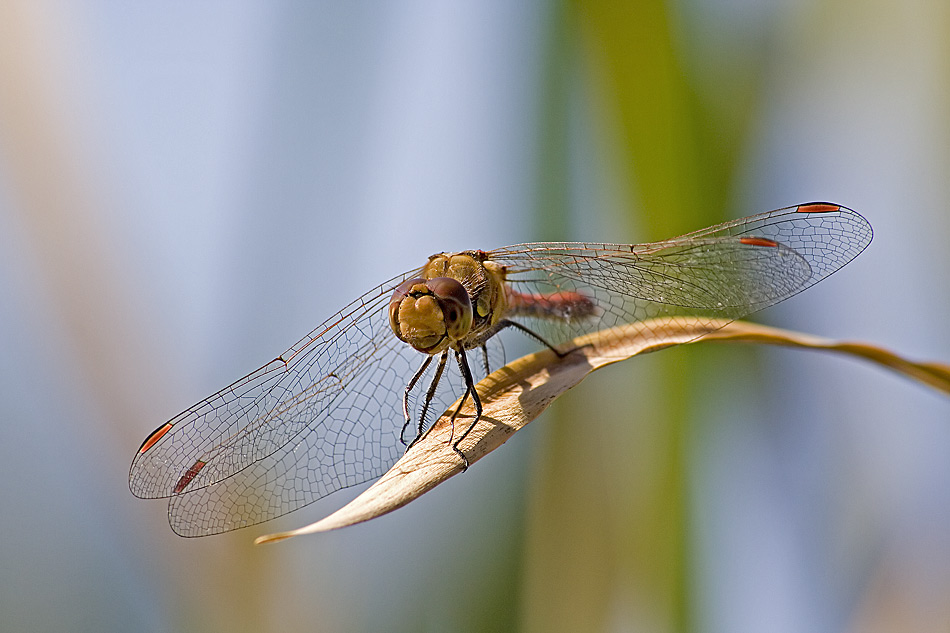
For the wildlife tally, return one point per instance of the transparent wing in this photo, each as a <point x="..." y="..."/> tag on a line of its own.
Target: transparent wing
<point x="356" y="441"/>
<point x="327" y="413"/>
<point x="317" y="387"/>
<point x="723" y="272"/>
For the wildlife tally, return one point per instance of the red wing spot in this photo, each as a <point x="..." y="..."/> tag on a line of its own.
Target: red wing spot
<point x="156" y="435"/>
<point x="818" y="207"/>
<point x="190" y="474"/>
<point x="757" y="241"/>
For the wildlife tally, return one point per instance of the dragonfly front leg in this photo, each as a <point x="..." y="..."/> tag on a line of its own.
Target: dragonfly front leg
<point x="405" y="398"/>
<point x="430" y="394"/>
<point x="469" y="389"/>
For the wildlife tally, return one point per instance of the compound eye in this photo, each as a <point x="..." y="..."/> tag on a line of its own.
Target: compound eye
<point x="401" y="292"/>
<point x="455" y="303"/>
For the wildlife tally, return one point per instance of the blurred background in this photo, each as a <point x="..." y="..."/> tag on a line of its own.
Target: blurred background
<point x="188" y="188"/>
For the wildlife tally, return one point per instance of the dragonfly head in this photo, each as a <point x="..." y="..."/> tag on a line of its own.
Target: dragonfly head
<point x="430" y="314"/>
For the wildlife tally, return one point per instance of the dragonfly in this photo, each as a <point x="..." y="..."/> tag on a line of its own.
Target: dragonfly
<point x="341" y="405"/>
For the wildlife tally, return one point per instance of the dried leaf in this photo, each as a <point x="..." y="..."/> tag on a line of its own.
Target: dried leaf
<point x="518" y="392"/>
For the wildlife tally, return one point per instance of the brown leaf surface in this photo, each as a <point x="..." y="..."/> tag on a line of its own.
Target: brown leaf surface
<point x="518" y="392"/>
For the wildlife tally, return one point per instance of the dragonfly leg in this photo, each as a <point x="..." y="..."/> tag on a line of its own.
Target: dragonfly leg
<point x="405" y="398"/>
<point x="470" y="389"/>
<point x="430" y="394"/>
<point x="504" y="323"/>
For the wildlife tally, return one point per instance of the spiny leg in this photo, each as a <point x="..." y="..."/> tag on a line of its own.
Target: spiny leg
<point x="405" y="397"/>
<point x="469" y="389"/>
<point x="429" y="395"/>
<point x="505" y="323"/>
<point x="485" y="359"/>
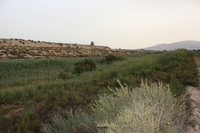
========
_TASK BRIEF_
Return each line from the rows above that contains the word "front", copying every such line in full.

_FINAL ANSWER_
For the wildlife tally, return one point per instance of the dragonfly front leg in this photo, each as a <point x="..." y="..."/> tag on a line of its own.
Target: dragonfly front leg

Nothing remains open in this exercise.